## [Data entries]
============================================================

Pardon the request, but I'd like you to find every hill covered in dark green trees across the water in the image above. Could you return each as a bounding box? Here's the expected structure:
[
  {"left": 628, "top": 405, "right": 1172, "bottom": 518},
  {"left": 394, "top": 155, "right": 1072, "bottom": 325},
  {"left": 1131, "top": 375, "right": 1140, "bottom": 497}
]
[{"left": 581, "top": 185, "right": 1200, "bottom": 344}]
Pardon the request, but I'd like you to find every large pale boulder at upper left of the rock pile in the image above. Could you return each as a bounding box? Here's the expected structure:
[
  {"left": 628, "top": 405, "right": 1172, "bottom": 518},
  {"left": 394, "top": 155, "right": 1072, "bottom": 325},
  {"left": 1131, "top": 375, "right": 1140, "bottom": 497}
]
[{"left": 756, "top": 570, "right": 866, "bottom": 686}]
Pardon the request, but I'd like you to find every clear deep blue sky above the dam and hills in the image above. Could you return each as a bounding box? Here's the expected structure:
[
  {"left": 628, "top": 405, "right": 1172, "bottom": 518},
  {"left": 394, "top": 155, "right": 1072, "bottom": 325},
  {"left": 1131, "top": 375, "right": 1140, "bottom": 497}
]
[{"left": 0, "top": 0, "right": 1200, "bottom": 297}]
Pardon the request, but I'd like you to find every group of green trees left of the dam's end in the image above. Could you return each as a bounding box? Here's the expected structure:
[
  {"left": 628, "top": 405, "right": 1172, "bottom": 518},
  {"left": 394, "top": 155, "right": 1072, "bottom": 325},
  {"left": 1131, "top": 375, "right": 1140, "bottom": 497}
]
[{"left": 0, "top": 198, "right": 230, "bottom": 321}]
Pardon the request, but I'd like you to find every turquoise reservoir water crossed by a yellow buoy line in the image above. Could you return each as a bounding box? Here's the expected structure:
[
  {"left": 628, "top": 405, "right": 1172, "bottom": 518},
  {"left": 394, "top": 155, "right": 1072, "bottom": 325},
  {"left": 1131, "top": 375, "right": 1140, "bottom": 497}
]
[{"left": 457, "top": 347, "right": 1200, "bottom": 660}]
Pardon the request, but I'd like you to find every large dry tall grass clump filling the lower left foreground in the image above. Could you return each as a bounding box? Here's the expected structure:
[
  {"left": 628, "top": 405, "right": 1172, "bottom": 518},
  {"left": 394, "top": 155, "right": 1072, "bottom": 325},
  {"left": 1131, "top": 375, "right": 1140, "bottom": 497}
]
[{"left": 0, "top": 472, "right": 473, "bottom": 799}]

============================================================

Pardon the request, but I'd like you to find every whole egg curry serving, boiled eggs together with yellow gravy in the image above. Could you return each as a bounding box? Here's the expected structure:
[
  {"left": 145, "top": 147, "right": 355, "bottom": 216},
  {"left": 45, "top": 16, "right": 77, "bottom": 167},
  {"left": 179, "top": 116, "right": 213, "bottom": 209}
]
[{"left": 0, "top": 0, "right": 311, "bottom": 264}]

============================================================

## [ABOUT THIS TASK]
Return, in full, every line of these entries that holds "each".

## [EXERCISE RESULT]
Pardon the request, but I'd like you to find every hill covered in dark green trees across the water in the image above. Could you return each as a bounding box? Here's the expected structure:
Pardon the request, but I'd like you to find every large pale boulder at upper left of the rock pile in the image above. Could you return each as a bounding box? Here's the expected structure:
Pardon the request, but I'd like you to find every clear deep blue sky above the dam and hills in the image above. Could you return each as a bounding box? Here's the expected structure:
Pardon the request, but I'd like you to find every group of green trees left of the dam's end in the image above. Could you return each as a bounding box? Here's the expected structure:
Pardon the request, but I'd like you to find every turquoise reservoir water crossed by a yellow buoy line in the image above. Could you return each as a bounding box? Here's the expected structure:
Pardon the request, but I'd like you to find every large dry tall grass clump filling the lower left foreground in the image above. Could you return each as a bounding box? Here's the expected structure:
Pardon the request, but I'd like you to find every whole egg curry serving, boiled eggs together with yellow gravy in the image above. Could you return each as a bounding box? Here's the expected structure:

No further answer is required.